**AIM:**
Reproduce everything from the line containing "Would you be so kind as to locate the black" down to the end of the material, switching "picture" to "image" and leaving all else unchanged.

(Stored data entries)
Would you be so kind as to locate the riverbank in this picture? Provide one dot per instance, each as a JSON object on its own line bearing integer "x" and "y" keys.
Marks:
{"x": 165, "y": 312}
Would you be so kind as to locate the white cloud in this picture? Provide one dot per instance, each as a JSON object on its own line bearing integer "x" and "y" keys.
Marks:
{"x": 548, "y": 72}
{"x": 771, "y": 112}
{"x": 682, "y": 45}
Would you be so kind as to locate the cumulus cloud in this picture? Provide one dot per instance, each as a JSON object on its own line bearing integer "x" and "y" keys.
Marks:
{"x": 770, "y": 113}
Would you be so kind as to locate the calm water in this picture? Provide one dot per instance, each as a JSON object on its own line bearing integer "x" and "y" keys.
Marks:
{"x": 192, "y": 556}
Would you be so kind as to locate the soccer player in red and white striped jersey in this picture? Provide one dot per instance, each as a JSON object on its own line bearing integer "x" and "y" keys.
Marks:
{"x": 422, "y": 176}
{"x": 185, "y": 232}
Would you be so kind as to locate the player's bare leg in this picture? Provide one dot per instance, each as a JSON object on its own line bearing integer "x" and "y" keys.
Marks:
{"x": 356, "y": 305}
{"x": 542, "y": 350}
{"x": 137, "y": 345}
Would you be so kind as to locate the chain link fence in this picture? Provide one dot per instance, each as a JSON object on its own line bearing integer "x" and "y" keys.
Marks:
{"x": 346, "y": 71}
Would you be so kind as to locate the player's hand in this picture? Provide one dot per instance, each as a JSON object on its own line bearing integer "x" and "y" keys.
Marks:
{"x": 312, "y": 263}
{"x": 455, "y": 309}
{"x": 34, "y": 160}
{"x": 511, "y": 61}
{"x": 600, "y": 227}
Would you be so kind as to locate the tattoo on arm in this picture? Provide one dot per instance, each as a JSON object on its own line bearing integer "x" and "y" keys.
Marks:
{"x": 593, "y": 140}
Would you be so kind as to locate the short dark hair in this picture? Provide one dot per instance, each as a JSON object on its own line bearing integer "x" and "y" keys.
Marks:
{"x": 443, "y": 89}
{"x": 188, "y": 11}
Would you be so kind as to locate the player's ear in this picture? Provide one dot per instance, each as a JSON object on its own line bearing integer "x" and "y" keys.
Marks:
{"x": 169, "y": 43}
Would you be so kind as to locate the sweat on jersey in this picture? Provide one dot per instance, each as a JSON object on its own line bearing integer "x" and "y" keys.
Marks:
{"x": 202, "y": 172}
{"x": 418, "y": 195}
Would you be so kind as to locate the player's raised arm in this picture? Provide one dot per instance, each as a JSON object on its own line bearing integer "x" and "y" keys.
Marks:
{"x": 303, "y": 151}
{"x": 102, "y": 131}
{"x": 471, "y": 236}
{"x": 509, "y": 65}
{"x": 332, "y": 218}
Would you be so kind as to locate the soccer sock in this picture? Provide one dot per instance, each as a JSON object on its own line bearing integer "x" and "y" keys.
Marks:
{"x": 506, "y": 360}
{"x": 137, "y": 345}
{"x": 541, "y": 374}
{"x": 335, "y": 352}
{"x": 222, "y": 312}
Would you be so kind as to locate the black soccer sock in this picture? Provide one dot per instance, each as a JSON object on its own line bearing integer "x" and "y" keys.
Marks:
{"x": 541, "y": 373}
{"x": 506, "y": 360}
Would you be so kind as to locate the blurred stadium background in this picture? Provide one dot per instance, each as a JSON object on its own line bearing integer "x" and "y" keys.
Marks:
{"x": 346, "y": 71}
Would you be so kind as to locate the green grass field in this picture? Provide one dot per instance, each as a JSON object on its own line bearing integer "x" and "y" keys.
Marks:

**REPLY TO THE EXERCISE:**
Would you be so kind as to locate the black soccer sock in this image? Provide one dot per instance, each as a JSON object on its own line bearing integer "x" and "y" keys.
Marks:
{"x": 541, "y": 373}
{"x": 506, "y": 360}
Would you be so kind as to locate the blurred stadium background in this image? Provide one dot per instance, each as a JSON object on its own line bearing integer "x" and "y" keys.
Marks:
{"x": 346, "y": 71}
Would you be so kind as to locate the green grass field in this image? Provide one dot per instance, each as a JSON object on its own line bearing integer "x" and "y" keys.
Marks:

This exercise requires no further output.